[Start of Attachment]

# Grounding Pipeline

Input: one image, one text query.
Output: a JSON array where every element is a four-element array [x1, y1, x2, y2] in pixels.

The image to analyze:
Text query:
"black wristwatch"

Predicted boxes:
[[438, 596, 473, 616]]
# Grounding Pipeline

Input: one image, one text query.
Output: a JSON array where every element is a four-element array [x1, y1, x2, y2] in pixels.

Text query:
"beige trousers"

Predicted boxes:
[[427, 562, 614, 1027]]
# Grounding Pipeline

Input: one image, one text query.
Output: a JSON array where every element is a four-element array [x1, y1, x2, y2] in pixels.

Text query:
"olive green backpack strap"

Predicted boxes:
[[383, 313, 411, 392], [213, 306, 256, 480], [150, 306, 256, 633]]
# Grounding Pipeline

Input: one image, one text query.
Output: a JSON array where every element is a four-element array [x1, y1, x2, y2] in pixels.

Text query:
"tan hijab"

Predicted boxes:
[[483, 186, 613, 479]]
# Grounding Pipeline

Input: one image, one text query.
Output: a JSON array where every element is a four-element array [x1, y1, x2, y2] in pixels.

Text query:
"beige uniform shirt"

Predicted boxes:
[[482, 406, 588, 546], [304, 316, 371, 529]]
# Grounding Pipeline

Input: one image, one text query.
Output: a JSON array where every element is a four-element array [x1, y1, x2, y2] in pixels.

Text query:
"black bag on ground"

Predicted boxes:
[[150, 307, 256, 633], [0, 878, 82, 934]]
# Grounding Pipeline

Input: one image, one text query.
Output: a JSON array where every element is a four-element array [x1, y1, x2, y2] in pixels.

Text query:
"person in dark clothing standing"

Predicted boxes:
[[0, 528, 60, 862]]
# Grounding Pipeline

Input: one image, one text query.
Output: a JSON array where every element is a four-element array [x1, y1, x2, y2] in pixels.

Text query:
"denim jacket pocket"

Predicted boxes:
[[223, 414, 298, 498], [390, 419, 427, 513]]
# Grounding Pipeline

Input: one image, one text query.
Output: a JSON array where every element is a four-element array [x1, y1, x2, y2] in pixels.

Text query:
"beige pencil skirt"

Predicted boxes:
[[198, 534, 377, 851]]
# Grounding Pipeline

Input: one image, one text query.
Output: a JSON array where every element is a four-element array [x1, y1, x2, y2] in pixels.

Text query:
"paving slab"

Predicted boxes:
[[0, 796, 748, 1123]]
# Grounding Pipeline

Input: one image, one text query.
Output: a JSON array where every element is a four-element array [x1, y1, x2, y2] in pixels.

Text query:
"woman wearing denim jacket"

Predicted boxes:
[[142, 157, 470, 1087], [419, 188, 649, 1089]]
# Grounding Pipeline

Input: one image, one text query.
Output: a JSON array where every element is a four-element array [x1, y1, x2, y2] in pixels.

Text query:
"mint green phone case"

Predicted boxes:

[End of Attachment]

▸ Exercise
Starting with the first record, copy everything through the final one exactly.

▸ Your solution
# Grounding Pipeline

Input: one image, one text query.
Output: a JSON array where every element is a four-element array [x1, y1, x2, y2] in pixels.

The image to analyze:
Text query:
"black wristwatch"

Predicted boxes:
[[438, 596, 473, 616]]
# Grounding Pipeline

Input: one image, one text query.
Output: a JSON array where every element is a four-element array [x1, y1, x2, y2] in pixels.

Text query:
"beige trousers"

Predicted boxes:
[[427, 562, 614, 1027]]
# Grounding Pipeline

Input: one image, one text query.
Output: a JSON array where every element is a four-element array [x1, y1, x2, y2] in pixels.

Text query:
"olive green backpack strap"

Predicted boxes:
[[383, 313, 411, 392], [213, 306, 256, 480], [150, 306, 256, 633]]
# Grounding Pipeline

Input: one image, one text query.
Output: a JSON array where every element is a four-element array [x1, y1, x2, y2] in pixels.

Text query:
"tan hijab"

Predicted boxes:
[[483, 186, 613, 479]]
# Grounding Pipeline

Input: one image, one text query.
Output: a JSON array where every element is a four-element array [x1, y1, x2, y2] in pixels.

Text query:
"beige uniform shirt"

Predicted boxes:
[[482, 406, 588, 546], [304, 316, 371, 529]]
# Grounding Pipeline

Input: one image, one text query.
Output: a JSON array where every element is a four-element array [x1, y1, x2, y2] in pixels.

Text query:
"black bag on ground"

Predicted boxes:
[[150, 307, 256, 633], [0, 878, 82, 934]]
# Grounding Pipeline

Input: one image, one text query.
Output: a JSON array where every element is a four-element array [x1, y1, x2, y2] in pixels.

Text query:
"person in dark clothing standing"

Predicted boxes:
[[0, 528, 60, 862]]
# Grounding Pipeline

Input: one image, one text query.
Output: a JSON array where every element is a four-element array [x1, y1, x2, y2] in pixels.

Text query:
"denim jacket pocket"

Predicted boxes:
[[223, 414, 298, 498], [390, 419, 427, 513]]
# Grounding Pipeline

Input: one image, one text query.
Output: a JSON array where every element is a four-element array [x1, y1, x2, y2] in pixels.

Text query:
"beige pencil skirt"

Predicted boxes:
[[198, 534, 377, 851]]
# Grounding Pipeline

Input: one image, one text query.
Output: a JSON array where every element is a four-element array [x1, y1, x2, y2] in pixels.

Text query:
"paving slab"

Predicted boxes:
[[0, 796, 748, 1123]]
# Grounding Pipeline

Input: one image, one text query.
Output: a JSON array where every element is a four-element array [x1, y1, x2, y2] in pixels.

Text query:
"woman wearing denim jacket"

Predicted boxes:
[[142, 157, 470, 1087], [419, 188, 649, 1089]]
# Grounding Pipeline

Input: one image, one text query.
Output: a JSON array where every element is a four-element array [x1, y1, x2, y2] in pixels.

Text query:
"mint green phone case"

Predicted boxes:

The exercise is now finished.